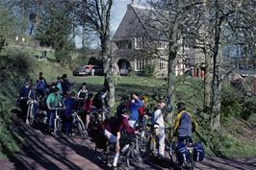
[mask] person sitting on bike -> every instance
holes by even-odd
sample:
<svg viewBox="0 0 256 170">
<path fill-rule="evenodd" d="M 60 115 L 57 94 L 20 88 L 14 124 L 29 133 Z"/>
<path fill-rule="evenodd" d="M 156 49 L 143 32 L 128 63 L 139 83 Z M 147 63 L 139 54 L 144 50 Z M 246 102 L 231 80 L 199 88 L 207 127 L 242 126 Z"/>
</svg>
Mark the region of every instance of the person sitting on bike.
<svg viewBox="0 0 256 170">
<path fill-rule="evenodd" d="M 85 118 L 83 116 L 81 116 L 83 122 L 86 125 L 86 130 L 88 130 L 88 126 L 90 123 L 90 113 L 92 110 L 92 102 L 93 102 L 93 94 L 92 93 L 89 93 L 88 95 L 88 99 L 84 102 L 84 106 L 83 106 L 83 109 L 84 109 L 84 113 L 85 113 Z"/>
<path fill-rule="evenodd" d="M 63 85 L 62 85 L 62 78 L 60 76 L 57 77 L 56 86 L 60 89 L 60 94 L 63 94 Z"/>
<path fill-rule="evenodd" d="M 62 96 L 60 95 L 60 90 L 58 87 L 55 87 L 53 89 L 53 92 L 50 93 L 46 99 L 46 105 L 49 110 L 49 131 L 53 131 L 54 129 L 54 119 L 55 119 L 55 109 L 54 108 L 64 107 L 64 105 L 62 99 Z M 60 106 L 62 105 L 62 106 Z"/>
<path fill-rule="evenodd" d="M 141 126 L 145 125 L 145 103 L 147 102 L 147 97 L 146 96 L 141 96 L 141 100 L 142 102 L 142 107 L 139 108 L 139 124 Z"/>
<path fill-rule="evenodd" d="M 126 101 L 125 101 L 125 98 L 122 97 L 120 99 L 120 103 L 119 105 L 117 106 L 116 108 L 116 117 L 120 116 L 123 112 L 123 109 L 127 109 L 127 104 L 126 104 Z"/>
<path fill-rule="evenodd" d="M 192 114 L 186 110 L 186 105 L 184 102 L 178 102 L 176 107 L 178 113 L 174 119 L 174 135 L 178 138 L 178 146 L 183 146 L 187 139 L 192 142 L 192 131 L 196 129 L 197 124 L 192 119 Z M 178 166 L 182 166 L 182 157 L 178 157 L 177 159 Z"/>
<path fill-rule="evenodd" d="M 142 107 L 142 101 L 139 98 L 139 95 L 136 93 L 131 94 L 131 102 L 129 109 L 131 114 L 129 117 L 129 125 L 135 128 L 136 123 L 139 121 L 139 108 Z"/>
<path fill-rule="evenodd" d="M 36 85 L 36 91 L 38 96 L 45 96 L 46 95 L 46 88 L 47 85 L 45 84 L 44 78 L 40 77 L 39 80 L 38 81 L 38 84 Z"/>
<path fill-rule="evenodd" d="M 97 109 L 107 109 L 109 107 L 108 93 L 109 90 L 105 87 L 94 96 L 93 106 L 95 106 Z"/>
<path fill-rule="evenodd" d="M 110 143 L 115 144 L 115 155 L 113 161 L 114 168 L 116 167 L 119 157 L 119 139 L 121 137 L 121 131 L 125 131 L 127 134 L 135 134 L 134 129 L 128 123 L 128 114 L 129 111 L 127 109 L 123 109 L 121 116 L 112 119 L 107 125 L 105 125 L 105 136 L 108 138 Z"/>
<path fill-rule="evenodd" d="M 77 98 L 80 101 L 79 104 L 80 107 L 83 106 L 85 100 L 88 98 L 88 95 L 89 95 L 88 86 L 87 84 L 84 83 L 77 93 Z"/>
<path fill-rule="evenodd" d="M 153 125 L 155 129 L 156 137 L 158 138 L 158 154 L 160 157 L 165 157 L 165 120 L 162 109 L 166 107 L 166 102 L 164 100 L 160 100 L 158 102 L 158 107 L 153 113 Z"/>
<path fill-rule="evenodd" d="M 30 83 L 29 81 L 26 79 L 24 82 L 24 85 L 21 87 L 20 91 L 19 91 L 19 106 L 21 112 L 22 112 L 22 116 L 27 113 L 28 110 L 28 106 L 27 106 L 27 102 L 29 99 L 29 95 L 31 92 L 31 86 L 30 86 Z"/>
<path fill-rule="evenodd" d="M 72 91 L 68 94 L 67 98 L 64 101 L 65 109 L 64 109 L 64 134 L 69 136 L 71 134 L 72 128 L 72 113 L 75 107 L 75 92 Z"/>
</svg>

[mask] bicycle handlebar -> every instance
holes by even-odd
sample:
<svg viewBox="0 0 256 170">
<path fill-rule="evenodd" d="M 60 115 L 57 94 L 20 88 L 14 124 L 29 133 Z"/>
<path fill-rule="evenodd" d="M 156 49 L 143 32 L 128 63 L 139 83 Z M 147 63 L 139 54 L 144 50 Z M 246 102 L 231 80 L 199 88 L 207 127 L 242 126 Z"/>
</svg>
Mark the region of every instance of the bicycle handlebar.
<svg viewBox="0 0 256 170">
<path fill-rule="evenodd" d="M 64 108 L 60 108 L 60 107 L 58 107 L 58 108 L 52 108 L 52 109 L 53 109 L 53 110 L 62 110 L 62 109 L 64 109 Z"/>
</svg>

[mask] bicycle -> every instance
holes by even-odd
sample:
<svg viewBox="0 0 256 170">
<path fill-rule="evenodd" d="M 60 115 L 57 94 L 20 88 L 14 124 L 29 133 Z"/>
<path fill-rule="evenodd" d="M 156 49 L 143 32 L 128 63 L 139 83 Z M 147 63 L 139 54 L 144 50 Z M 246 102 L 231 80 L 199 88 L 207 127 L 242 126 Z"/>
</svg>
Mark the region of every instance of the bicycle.
<svg viewBox="0 0 256 170">
<path fill-rule="evenodd" d="M 54 119 L 54 136 L 60 137 L 62 134 L 63 123 L 60 114 L 58 113 L 60 110 L 63 110 L 63 108 L 53 108 L 55 110 L 55 119 Z"/>
<path fill-rule="evenodd" d="M 27 101 L 28 110 L 27 110 L 27 117 L 26 117 L 26 124 L 32 126 L 35 120 L 35 107 L 38 105 L 38 101 L 29 99 Z"/>
<path fill-rule="evenodd" d="M 193 155 L 194 155 L 194 148 L 192 145 L 192 138 L 187 136 L 184 138 L 184 148 L 177 148 L 178 144 L 175 141 L 172 141 L 172 150 L 176 157 L 176 159 L 174 159 L 173 155 L 171 155 L 171 158 L 172 161 L 175 162 L 176 164 L 180 164 L 178 162 L 178 158 L 180 159 L 180 161 L 182 160 L 182 164 L 180 164 L 182 166 L 182 169 L 186 169 L 186 170 L 193 170 L 194 166 L 195 166 L 195 162 L 193 160 Z M 179 151 L 178 151 L 179 150 Z M 179 153 L 178 153 L 179 152 Z M 182 155 L 181 155 L 182 153 Z M 182 157 L 182 158 L 181 158 Z"/>
<path fill-rule="evenodd" d="M 128 168 L 132 166 L 131 162 L 137 162 L 139 164 L 139 168 L 141 167 L 142 162 L 139 144 L 139 138 L 141 135 L 141 134 L 136 134 L 131 137 L 131 139 L 124 139 L 125 141 L 128 141 L 128 143 L 123 145 L 120 149 L 117 169 L 121 167 L 121 162 L 123 161 L 125 161 Z M 102 151 L 98 151 L 98 148 L 95 147 L 95 157 L 97 160 L 109 164 L 113 162 L 114 156 L 115 146 L 112 143 L 108 143 L 106 148 L 103 148 Z"/>
<path fill-rule="evenodd" d="M 82 119 L 80 118 L 80 116 L 78 116 L 77 112 L 73 112 L 72 116 L 73 116 L 73 125 L 76 125 L 81 136 L 83 138 L 87 138 L 88 133 L 86 131 L 86 128 L 85 128 L 85 125 L 84 125 Z"/>
</svg>

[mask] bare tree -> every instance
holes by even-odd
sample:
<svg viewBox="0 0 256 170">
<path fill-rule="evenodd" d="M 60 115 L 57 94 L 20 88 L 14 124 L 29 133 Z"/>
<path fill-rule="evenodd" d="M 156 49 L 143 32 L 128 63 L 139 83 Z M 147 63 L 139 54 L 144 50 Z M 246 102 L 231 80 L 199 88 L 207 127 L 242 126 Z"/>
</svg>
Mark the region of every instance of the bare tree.
<svg viewBox="0 0 256 170">
<path fill-rule="evenodd" d="M 84 0 L 79 3 L 81 24 L 88 30 L 97 33 L 100 40 L 101 57 L 104 64 L 104 85 L 110 91 L 110 105 L 115 102 L 115 85 L 112 80 L 112 61 L 109 54 L 110 17 L 113 0 Z"/>
<path fill-rule="evenodd" d="M 159 35 L 165 35 L 167 48 L 168 75 L 167 75 L 167 101 L 169 108 L 171 103 L 175 102 L 175 66 L 179 50 L 184 44 L 185 36 L 191 30 L 198 30 L 200 27 L 200 13 L 198 9 L 201 6 L 200 1 L 173 1 L 159 0 L 148 2 L 153 10 L 147 16 L 146 22 L 149 27 Z M 173 115 L 171 115 L 172 117 Z"/>
</svg>

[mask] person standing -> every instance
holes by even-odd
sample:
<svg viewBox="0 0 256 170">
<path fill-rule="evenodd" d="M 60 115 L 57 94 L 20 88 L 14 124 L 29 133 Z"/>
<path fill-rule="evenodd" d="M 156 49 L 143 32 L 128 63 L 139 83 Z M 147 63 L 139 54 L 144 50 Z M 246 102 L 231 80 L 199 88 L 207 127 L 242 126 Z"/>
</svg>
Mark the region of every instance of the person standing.
<svg viewBox="0 0 256 170">
<path fill-rule="evenodd" d="M 70 91 L 70 83 L 67 80 L 66 74 L 63 75 L 63 82 L 62 82 L 62 86 L 63 86 L 63 96 L 66 96 L 67 92 Z"/>
<path fill-rule="evenodd" d="M 129 125 L 135 128 L 136 123 L 139 122 L 139 108 L 142 107 L 142 101 L 139 98 L 139 95 L 136 93 L 131 94 L 131 103 L 130 103 L 130 118 Z"/>
<path fill-rule="evenodd" d="M 153 113 L 153 125 L 158 138 L 158 154 L 160 157 L 165 157 L 165 120 L 162 109 L 166 107 L 164 100 L 158 102 L 158 108 Z"/>
</svg>

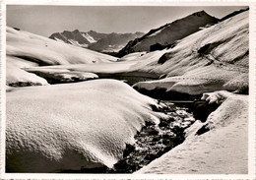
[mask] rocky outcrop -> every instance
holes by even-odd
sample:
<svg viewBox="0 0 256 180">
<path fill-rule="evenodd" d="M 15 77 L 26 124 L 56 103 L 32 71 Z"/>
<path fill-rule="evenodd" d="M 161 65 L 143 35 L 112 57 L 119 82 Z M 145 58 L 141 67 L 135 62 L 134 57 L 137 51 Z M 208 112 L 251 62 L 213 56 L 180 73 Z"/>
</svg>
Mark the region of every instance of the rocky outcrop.
<svg viewBox="0 0 256 180">
<path fill-rule="evenodd" d="M 150 51 L 151 46 L 156 43 L 161 46 L 169 46 L 176 40 L 200 30 L 201 27 L 216 23 L 218 23 L 218 19 L 208 15 L 205 11 L 196 12 L 183 19 L 151 30 L 142 37 L 130 41 L 119 51 L 118 56 L 122 57 L 131 52 Z M 152 50 L 154 50 L 153 47 Z"/>
</svg>

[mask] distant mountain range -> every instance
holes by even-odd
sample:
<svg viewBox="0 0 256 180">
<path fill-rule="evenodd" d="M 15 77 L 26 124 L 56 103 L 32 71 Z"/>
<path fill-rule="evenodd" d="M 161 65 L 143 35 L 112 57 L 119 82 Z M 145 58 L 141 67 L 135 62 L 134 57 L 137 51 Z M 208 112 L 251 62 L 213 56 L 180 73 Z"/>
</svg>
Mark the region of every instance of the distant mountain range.
<svg viewBox="0 0 256 180">
<path fill-rule="evenodd" d="M 75 30 L 73 31 L 55 32 L 49 38 L 98 52 L 118 52 L 130 40 L 144 34 L 139 31 L 135 33 L 100 33 L 94 30 L 84 32 Z"/>
<path fill-rule="evenodd" d="M 142 37 L 131 40 L 119 51 L 118 56 L 121 57 L 131 52 L 160 50 L 166 46 L 173 46 L 176 40 L 218 22 L 219 19 L 210 16 L 205 11 L 193 13 L 180 20 L 151 30 Z"/>
</svg>

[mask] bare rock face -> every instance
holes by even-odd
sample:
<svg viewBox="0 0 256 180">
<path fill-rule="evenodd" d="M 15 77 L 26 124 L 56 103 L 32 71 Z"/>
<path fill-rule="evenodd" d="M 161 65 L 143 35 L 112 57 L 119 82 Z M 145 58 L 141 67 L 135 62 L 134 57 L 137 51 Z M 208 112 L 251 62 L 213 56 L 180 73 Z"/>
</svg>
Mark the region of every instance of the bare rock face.
<svg viewBox="0 0 256 180">
<path fill-rule="evenodd" d="M 119 51 L 118 55 L 123 56 L 131 52 L 162 49 L 160 46 L 168 46 L 174 43 L 175 40 L 182 39 L 200 30 L 202 27 L 216 23 L 218 23 L 218 19 L 208 15 L 205 11 L 196 12 L 183 19 L 160 27 L 159 29 L 151 30 L 142 37 L 130 41 Z M 158 47 L 156 44 L 159 44 Z"/>
<path fill-rule="evenodd" d="M 7 92 L 6 170 L 58 172 L 112 167 L 146 121 L 166 115 L 128 85 L 95 80 Z"/>
<path fill-rule="evenodd" d="M 248 93 L 248 23 L 245 11 L 159 51 L 162 55 L 158 61 L 142 61 L 136 68 L 159 74 L 161 80 L 134 88 L 146 94 L 161 90 L 161 96 L 170 98 L 176 92 L 196 95 L 220 90 Z"/>
<path fill-rule="evenodd" d="M 78 33 L 78 31 L 75 31 Z M 80 48 L 74 45 L 57 42 L 55 40 L 7 27 L 6 48 L 6 84 L 11 87 L 48 85 L 46 76 L 37 76 L 34 72 L 28 72 L 26 68 L 38 66 L 92 64 L 113 62 L 117 58 Z M 61 70 L 60 70 L 61 71 Z M 54 80 L 71 82 L 72 80 L 87 80 L 96 78 L 88 72 L 56 70 Z M 47 76 L 53 72 L 48 72 Z M 45 72 L 44 72 L 45 74 Z"/>
</svg>

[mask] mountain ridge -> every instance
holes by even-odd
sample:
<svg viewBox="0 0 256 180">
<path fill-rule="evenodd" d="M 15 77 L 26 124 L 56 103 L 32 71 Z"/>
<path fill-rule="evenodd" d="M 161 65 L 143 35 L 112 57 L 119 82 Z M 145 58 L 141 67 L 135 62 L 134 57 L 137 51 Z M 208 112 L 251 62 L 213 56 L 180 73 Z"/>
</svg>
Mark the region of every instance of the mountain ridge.
<svg viewBox="0 0 256 180">
<path fill-rule="evenodd" d="M 153 29 L 142 37 L 131 40 L 118 52 L 117 56 L 122 57 L 131 52 L 151 51 L 151 46 L 157 43 L 161 46 L 171 45 L 176 40 L 200 30 L 200 28 L 218 22 L 219 19 L 207 14 L 205 11 L 195 12 L 182 19 Z M 160 49 L 160 47 L 157 50 Z"/>
<path fill-rule="evenodd" d="M 86 32 L 75 30 L 73 31 L 54 32 L 49 38 L 98 52 L 118 52 L 128 41 L 143 34 L 140 31 L 134 33 L 101 33 L 92 30 Z"/>
</svg>

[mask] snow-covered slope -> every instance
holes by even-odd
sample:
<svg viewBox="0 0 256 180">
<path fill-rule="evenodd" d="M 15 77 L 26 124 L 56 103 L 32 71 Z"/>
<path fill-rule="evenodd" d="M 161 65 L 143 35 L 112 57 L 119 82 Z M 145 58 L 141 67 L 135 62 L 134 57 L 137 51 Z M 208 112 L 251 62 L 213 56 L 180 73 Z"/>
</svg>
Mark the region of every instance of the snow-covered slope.
<svg viewBox="0 0 256 180">
<path fill-rule="evenodd" d="M 26 70 L 45 72 L 46 69 L 63 69 L 107 76 L 122 74 L 134 78 L 160 78 L 140 82 L 134 88 L 150 95 L 160 94 L 157 91 L 160 90 L 165 91 L 163 94 L 160 92 L 164 98 L 172 98 L 173 92 L 201 94 L 220 90 L 247 93 L 248 23 L 246 11 L 179 40 L 175 47 L 132 53 L 111 64 L 112 67 L 104 63 L 29 67 Z"/>
<path fill-rule="evenodd" d="M 186 130 L 183 144 L 136 173 L 248 173 L 248 95 L 217 91 L 203 98 L 222 104 L 205 123 L 197 121 Z"/>
<path fill-rule="evenodd" d="M 150 30 L 144 36 L 130 41 L 118 54 L 123 56 L 131 52 L 150 51 L 151 46 L 153 47 L 155 44 L 160 46 L 171 45 L 175 40 L 200 30 L 201 27 L 216 23 L 218 23 L 218 19 L 208 15 L 205 11 L 196 12 L 183 19 Z"/>
<path fill-rule="evenodd" d="M 6 167 L 15 172 L 112 167 L 145 121 L 165 117 L 115 80 L 13 89 L 6 106 Z"/>
<path fill-rule="evenodd" d="M 144 33 L 138 31 L 135 33 L 99 33 L 94 30 L 83 32 L 75 30 L 55 32 L 49 38 L 98 52 L 118 52 L 130 40 L 142 35 Z"/>
<path fill-rule="evenodd" d="M 249 65 L 248 12 L 181 39 L 175 47 L 156 51 L 159 59 L 138 57 L 138 70 L 159 74 L 162 79 L 141 82 L 134 87 L 150 91 L 162 88 L 167 93 L 200 94 L 226 90 L 247 93 Z M 156 53 L 154 56 L 156 56 Z"/>
<path fill-rule="evenodd" d="M 116 58 L 7 27 L 7 85 L 45 85 L 22 68 L 67 64 L 109 63 Z"/>
</svg>

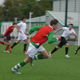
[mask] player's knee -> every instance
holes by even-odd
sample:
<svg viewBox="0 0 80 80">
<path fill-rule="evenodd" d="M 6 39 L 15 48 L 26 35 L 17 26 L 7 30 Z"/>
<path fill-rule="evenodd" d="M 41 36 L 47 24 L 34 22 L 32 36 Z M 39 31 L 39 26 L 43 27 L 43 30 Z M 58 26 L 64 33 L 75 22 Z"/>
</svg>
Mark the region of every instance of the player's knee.
<svg viewBox="0 0 80 80">
<path fill-rule="evenodd" d="M 44 56 L 44 58 L 45 58 L 45 59 L 47 59 L 47 58 L 49 58 L 49 56 L 48 56 L 48 55 L 46 55 L 46 56 Z"/>
<path fill-rule="evenodd" d="M 59 47 L 59 46 L 57 46 L 56 48 L 57 48 L 57 49 L 59 49 L 60 47 Z"/>
<path fill-rule="evenodd" d="M 66 44 L 66 47 L 69 47 L 69 43 Z"/>
<path fill-rule="evenodd" d="M 31 59 L 25 59 L 24 62 L 25 63 L 29 63 L 31 61 Z"/>
</svg>

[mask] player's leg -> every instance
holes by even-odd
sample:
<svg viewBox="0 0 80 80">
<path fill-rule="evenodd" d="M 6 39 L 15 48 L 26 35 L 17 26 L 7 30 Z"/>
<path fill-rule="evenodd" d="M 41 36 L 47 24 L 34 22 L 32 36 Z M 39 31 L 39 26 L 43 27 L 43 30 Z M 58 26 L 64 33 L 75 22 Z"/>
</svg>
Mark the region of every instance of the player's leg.
<svg viewBox="0 0 80 80">
<path fill-rule="evenodd" d="M 11 43 L 12 43 L 12 40 L 8 41 L 8 43 L 9 43 L 8 49 L 9 49 L 9 51 L 10 51 L 10 53 L 11 53 L 11 52 L 12 52 L 12 49 L 11 49 L 10 45 L 11 45 Z"/>
<path fill-rule="evenodd" d="M 27 50 L 26 50 L 27 44 L 28 44 L 28 40 L 25 39 L 24 40 L 24 50 L 23 50 L 23 53 L 26 53 L 27 52 Z"/>
<path fill-rule="evenodd" d="M 79 49 L 80 49 L 80 46 L 75 50 L 75 54 L 77 54 Z"/>
<path fill-rule="evenodd" d="M 17 40 L 16 42 L 13 43 L 13 45 L 11 46 L 11 49 L 14 48 L 14 46 L 16 46 L 21 40 Z"/>
<path fill-rule="evenodd" d="M 44 47 L 40 46 L 37 51 L 40 53 L 38 55 L 35 55 L 34 56 L 34 60 L 37 60 L 37 59 L 46 59 L 48 58 L 48 53 L 47 51 L 44 49 Z M 30 65 L 33 66 L 33 59 L 30 61 Z"/>
<path fill-rule="evenodd" d="M 3 44 L 3 45 L 5 45 L 5 42 L 3 42 L 3 41 L 0 41 L 0 43 Z"/>
<path fill-rule="evenodd" d="M 5 45 L 7 45 L 7 47 L 6 47 L 6 49 L 5 49 L 4 52 L 7 52 L 7 53 L 10 53 L 10 52 L 8 51 L 8 49 L 9 49 L 9 43 L 8 43 L 8 41 L 9 41 L 9 40 L 10 40 L 10 37 L 4 37 Z"/>
<path fill-rule="evenodd" d="M 25 66 L 27 63 L 31 61 L 31 57 L 27 55 L 26 59 L 15 65 L 11 70 L 16 74 L 21 74 L 18 69 Z"/>
<path fill-rule="evenodd" d="M 66 48 L 65 48 L 65 57 L 69 58 L 70 56 L 68 55 L 68 50 L 69 50 L 69 43 L 66 43 Z"/>
<path fill-rule="evenodd" d="M 63 44 L 62 42 L 60 42 L 57 47 L 55 47 L 52 51 L 49 52 L 49 57 L 51 58 L 51 55 L 52 55 L 54 52 L 56 52 L 59 48 L 61 48 L 63 45 L 64 45 L 64 44 Z"/>
<path fill-rule="evenodd" d="M 31 61 L 31 59 L 34 57 L 34 55 L 36 54 L 37 52 L 37 49 L 30 43 L 29 44 L 29 47 L 28 47 L 28 51 L 27 51 L 27 57 L 25 60 L 21 61 L 20 63 L 18 63 L 17 65 L 15 65 L 13 68 L 12 68 L 12 71 L 17 73 L 17 74 L 20 74 L 18 72 L 18 69 L 23 67 L 24 65 L 26 65 L 28 62 Z"/>
</svg>

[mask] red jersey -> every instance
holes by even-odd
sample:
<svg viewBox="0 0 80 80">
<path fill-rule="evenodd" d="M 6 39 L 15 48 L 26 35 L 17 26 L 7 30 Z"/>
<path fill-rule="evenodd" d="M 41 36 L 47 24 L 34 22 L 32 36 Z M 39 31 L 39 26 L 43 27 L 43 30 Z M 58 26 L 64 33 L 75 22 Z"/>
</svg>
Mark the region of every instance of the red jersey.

*Problem to solve:* Print the entries word for word from the very start through the line that has "94 L 131 102", including that line. Leave the pictures out.

*Answer to this exercise:*
[mask] person sitting on bike -> every instance
holes by even-odd
sample:
<svg viewBox="0 0 256 170">
<path fill-rule="evenodd" d="M 60 115 L 57 94 L 20 88 L 14 124 L 29 133 Z"/>
<path fill-rule="evenodd" d="M 156 49 L 143 32 L 128 63 L 139 83 Z M 147 63 L 139 54 L 144 50 Z M 246 102 L 231 80 L 199 88 L 207 127 L 242 126 Z"/>
</svg>
Mark the region of every instance of the person sitting on bike.
<svg viewBox="0 0 256 170">
<path fill-rule="evenodd" d="M 85 118 L 83 116 L 81 116 L 83 122 L 86 125 L 86 130 L 88 130 L 88 126 L 90 123 L 90 113 L 92 110 L 92 102 L 93 102 L 93 94 L 92 93 L 89 93 L 88 95 L 88 99 L 84 102 L 84 106 L 83 106 L 83 109 L 84 109 L 84 113 L 85 113 Z"/>
<path fill-rule="evenodd" d="M 63 85 L 62 85 L 62 78 L 60 76 L 57 77 L 56 86 L 60 89 L 60 94 L 63 94 Z"/>
<path fill-rule="evenodd" d="M 62 96 L 60 95 L 60 90 L 58 87 L 55 87 L 53 89 L 53 92 L 50 93 L 46 99 L 46 105 L 49 110 L 49 131 L 53 131 L 54 129 L 54 119 L 55 119 L 55 109 L 54 108 L 64 107 L 64 105 L 62 99 Z M 60 106 L 62 105 L 62 106 Z"/>
<path fill-rule="evenodd" d="M 141 126 L 145 125 L 145 103 L 147 102 L 147 97 L 146 96 L 141 96 L 141 100 L 142 102 L 142 107 L 139 108 L 139 124 Z"/>
<path fill-rule="evenodd" d="M 126 101 L 125 101 L 125 98 L 122 97 L 120 99 L 120 103 L 119 105 L 117 106 L 116 108 L 116 117 L 120 116 L 123 112 L 123 109 L 127 109 L 127 104 L 126 104 Z"/>
<path fill-rule="evenodd" d="M 192 114 L 186 110 L 186 105 L 184 102 L 178 102 L 176 107 L 178 113 L 174 119 L 174 135 L 178 138 L 178 146 L 183 146 L 187 139 L 192 142 L 192 131 L 196 129 L 197 124 L 192 119 Z M 178 166 L 182 166 L 182 157 L 178 157 L 177 159 Z"/>
<path fill-rule="evenodd" d="M 142 107 L 142 101 L 139 98 L 139 95 L 136 93 L 131 94 L 131 102 L 129 109 L 131 114 L 129 117 L 129 125 L 135 128 L 136 123 L 139 121 L 139 108 Z"/>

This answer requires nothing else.